== Segment start ==

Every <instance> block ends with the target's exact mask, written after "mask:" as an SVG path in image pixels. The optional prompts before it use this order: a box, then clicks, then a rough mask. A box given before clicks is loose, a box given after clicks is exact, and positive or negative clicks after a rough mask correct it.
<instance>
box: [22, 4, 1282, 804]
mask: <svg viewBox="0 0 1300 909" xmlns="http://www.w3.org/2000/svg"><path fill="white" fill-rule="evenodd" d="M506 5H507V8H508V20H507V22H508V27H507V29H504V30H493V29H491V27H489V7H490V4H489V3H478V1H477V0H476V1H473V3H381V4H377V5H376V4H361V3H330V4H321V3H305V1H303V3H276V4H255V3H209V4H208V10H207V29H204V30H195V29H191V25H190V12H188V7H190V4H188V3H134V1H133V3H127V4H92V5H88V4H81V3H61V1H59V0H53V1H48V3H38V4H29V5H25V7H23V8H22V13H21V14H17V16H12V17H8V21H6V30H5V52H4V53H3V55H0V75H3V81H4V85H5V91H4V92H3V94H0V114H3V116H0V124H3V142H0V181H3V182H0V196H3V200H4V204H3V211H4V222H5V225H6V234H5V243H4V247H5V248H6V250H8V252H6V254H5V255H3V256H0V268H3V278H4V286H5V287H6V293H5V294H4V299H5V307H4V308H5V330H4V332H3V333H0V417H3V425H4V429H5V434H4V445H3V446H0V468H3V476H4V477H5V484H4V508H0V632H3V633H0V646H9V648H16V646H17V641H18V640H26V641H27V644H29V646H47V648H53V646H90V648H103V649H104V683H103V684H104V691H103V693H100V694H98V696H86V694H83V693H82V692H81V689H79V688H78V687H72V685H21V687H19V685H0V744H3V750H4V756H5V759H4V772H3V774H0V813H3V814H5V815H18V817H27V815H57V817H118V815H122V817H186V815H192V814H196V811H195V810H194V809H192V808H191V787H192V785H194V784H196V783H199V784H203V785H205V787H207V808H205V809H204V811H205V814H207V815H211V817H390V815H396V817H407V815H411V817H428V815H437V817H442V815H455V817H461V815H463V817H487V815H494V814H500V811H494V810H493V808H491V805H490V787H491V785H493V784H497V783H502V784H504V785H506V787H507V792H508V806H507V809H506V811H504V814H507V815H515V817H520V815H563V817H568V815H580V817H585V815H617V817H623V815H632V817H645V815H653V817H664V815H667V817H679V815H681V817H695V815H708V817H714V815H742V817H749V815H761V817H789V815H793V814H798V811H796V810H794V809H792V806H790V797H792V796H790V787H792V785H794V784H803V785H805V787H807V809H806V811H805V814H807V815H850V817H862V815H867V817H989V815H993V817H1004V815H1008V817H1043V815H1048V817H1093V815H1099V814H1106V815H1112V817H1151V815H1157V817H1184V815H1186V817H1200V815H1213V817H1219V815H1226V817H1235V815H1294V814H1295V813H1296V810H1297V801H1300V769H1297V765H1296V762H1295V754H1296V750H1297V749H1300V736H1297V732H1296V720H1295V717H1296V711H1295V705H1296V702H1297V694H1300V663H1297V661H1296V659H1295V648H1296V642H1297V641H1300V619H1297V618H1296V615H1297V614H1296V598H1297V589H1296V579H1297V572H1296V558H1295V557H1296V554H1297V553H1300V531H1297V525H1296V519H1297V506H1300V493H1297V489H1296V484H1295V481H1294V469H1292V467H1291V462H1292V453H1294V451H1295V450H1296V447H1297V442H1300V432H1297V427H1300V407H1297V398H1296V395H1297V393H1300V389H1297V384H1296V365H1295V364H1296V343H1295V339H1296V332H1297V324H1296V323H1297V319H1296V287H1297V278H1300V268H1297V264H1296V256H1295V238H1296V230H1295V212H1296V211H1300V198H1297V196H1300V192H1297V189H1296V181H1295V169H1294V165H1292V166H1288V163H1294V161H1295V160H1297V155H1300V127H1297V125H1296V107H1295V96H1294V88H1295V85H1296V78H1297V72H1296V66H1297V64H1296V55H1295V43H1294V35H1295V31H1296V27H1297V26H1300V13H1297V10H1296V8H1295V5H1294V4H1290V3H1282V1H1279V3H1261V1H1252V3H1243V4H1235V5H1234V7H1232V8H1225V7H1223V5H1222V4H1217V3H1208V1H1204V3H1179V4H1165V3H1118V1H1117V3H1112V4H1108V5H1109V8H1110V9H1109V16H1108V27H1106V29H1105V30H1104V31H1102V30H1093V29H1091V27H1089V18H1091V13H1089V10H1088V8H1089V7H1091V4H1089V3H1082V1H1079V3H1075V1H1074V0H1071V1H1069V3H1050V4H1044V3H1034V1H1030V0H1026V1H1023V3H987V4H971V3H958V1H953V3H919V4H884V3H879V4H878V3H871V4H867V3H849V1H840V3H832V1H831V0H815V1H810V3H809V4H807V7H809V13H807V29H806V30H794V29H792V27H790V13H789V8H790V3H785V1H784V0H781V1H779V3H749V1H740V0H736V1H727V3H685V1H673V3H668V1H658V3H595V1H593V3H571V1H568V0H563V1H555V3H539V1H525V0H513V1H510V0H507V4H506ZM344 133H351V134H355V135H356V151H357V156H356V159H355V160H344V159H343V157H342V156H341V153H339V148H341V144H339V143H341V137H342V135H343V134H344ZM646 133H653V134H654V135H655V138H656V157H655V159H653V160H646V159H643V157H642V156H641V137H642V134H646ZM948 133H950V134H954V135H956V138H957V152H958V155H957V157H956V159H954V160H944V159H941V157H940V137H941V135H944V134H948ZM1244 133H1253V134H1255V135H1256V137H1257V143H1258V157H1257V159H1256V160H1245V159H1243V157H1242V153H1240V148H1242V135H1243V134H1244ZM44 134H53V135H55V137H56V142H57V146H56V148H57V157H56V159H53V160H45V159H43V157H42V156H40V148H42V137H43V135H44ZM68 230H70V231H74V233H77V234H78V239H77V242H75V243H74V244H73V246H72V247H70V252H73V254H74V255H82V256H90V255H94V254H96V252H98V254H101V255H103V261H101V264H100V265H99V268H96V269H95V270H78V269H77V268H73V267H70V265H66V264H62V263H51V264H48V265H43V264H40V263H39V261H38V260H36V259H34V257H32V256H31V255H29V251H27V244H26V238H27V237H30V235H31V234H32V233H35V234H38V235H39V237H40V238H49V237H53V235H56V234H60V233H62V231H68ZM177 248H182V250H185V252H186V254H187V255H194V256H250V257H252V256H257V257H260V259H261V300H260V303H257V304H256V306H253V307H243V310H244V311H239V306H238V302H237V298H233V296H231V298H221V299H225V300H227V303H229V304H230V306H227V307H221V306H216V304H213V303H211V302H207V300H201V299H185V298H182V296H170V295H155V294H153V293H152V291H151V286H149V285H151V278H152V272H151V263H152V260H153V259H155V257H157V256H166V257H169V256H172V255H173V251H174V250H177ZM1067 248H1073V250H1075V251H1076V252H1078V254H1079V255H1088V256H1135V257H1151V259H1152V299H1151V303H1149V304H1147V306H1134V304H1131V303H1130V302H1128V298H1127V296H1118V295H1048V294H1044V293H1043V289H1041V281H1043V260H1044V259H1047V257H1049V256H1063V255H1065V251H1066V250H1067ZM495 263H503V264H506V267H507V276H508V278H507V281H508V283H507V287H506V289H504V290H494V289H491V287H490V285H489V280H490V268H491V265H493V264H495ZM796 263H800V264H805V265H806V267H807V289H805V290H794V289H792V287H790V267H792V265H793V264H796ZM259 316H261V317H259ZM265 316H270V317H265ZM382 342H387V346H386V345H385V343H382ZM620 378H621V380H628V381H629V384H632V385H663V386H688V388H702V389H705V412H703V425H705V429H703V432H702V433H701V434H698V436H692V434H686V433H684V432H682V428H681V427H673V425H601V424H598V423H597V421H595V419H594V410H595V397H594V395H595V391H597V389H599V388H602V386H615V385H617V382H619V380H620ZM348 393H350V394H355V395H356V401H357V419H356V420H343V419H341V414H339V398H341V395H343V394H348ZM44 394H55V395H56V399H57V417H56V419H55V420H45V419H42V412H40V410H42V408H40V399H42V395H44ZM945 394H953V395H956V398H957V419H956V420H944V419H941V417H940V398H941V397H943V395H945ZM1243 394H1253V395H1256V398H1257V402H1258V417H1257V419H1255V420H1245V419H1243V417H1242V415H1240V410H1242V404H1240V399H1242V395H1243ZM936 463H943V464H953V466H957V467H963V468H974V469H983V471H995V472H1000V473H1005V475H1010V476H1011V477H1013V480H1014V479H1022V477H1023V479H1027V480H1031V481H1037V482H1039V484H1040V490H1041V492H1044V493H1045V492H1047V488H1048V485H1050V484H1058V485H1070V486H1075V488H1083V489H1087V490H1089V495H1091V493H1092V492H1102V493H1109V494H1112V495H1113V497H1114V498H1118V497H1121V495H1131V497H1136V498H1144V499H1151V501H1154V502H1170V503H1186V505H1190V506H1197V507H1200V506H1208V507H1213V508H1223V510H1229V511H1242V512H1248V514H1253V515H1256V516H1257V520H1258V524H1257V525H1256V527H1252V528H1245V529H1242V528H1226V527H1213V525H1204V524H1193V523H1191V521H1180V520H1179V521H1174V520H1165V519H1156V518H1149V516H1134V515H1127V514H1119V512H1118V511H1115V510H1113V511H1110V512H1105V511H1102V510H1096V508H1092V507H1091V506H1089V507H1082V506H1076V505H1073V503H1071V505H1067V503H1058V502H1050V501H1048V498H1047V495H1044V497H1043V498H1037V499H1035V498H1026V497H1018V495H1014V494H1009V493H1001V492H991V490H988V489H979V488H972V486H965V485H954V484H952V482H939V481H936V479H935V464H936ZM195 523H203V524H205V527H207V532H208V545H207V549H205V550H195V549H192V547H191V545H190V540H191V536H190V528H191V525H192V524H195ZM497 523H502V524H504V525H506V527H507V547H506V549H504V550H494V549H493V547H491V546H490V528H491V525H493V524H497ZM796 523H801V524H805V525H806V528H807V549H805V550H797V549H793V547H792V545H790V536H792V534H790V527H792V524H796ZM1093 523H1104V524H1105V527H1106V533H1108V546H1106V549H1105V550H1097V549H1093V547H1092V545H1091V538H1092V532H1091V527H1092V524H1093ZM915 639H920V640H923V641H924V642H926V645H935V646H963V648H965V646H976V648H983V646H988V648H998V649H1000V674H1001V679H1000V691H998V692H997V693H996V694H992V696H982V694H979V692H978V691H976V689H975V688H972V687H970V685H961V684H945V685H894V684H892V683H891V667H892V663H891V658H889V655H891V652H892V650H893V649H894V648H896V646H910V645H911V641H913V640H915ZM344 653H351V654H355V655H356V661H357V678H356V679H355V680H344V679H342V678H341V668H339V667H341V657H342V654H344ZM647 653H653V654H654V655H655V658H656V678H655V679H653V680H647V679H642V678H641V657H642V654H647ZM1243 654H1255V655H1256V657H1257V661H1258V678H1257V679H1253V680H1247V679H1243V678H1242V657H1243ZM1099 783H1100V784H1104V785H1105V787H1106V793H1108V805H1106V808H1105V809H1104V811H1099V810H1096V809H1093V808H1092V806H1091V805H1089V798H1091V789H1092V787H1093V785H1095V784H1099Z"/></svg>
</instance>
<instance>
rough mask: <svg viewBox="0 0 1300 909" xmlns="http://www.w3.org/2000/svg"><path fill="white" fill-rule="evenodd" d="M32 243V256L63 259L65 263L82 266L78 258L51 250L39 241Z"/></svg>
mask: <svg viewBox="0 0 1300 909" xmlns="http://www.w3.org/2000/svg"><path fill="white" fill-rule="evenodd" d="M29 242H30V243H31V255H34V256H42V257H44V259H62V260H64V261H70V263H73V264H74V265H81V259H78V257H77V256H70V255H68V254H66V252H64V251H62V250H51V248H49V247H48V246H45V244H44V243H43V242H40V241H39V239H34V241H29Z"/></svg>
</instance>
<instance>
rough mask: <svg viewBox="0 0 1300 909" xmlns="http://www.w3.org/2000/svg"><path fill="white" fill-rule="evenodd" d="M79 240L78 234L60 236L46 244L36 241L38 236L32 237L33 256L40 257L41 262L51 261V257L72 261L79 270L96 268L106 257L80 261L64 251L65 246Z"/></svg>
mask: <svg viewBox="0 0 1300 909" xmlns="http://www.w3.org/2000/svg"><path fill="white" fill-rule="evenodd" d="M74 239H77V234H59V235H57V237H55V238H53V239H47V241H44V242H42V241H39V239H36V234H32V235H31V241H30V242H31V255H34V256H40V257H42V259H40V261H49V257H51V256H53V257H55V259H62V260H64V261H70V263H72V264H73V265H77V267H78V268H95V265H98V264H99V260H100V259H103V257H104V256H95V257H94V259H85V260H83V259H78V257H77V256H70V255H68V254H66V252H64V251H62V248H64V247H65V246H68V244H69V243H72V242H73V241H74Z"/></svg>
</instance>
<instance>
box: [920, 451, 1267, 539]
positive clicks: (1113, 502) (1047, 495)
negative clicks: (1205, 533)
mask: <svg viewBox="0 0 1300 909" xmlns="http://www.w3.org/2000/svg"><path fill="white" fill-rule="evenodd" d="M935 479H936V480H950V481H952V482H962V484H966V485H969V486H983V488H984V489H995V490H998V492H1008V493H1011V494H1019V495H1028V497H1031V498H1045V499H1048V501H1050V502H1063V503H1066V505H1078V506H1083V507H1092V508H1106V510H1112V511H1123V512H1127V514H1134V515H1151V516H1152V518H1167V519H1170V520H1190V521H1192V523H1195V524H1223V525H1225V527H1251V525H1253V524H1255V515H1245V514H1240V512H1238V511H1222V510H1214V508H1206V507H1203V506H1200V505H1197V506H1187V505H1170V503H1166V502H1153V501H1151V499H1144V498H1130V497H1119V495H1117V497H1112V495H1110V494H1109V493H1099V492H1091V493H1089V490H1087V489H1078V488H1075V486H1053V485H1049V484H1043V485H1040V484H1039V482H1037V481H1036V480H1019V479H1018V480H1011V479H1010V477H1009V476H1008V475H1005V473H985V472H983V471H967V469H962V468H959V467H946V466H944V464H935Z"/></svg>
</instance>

== Segment end ==

Instructions to follow: Lay out the records above, from their first line down to and including the line that contains "box: [22, 4, 1282, 804]", as a JSON list of strings with one string per line and blank lines left out.

Response to the exercise:
[
  "Every <instance> block ends with the target's exact mask, written after \"mask:\" as an SVG path in image pixels. The optional prompts before it use this order: a box, then clicks, then a rough mask. A box given before clicks is loose, a box given after clicks is exact, and positive or negative clicks after a rough mask correct it.",
  "<instance>",
  "box: [22, 4, 1282, 804]"
]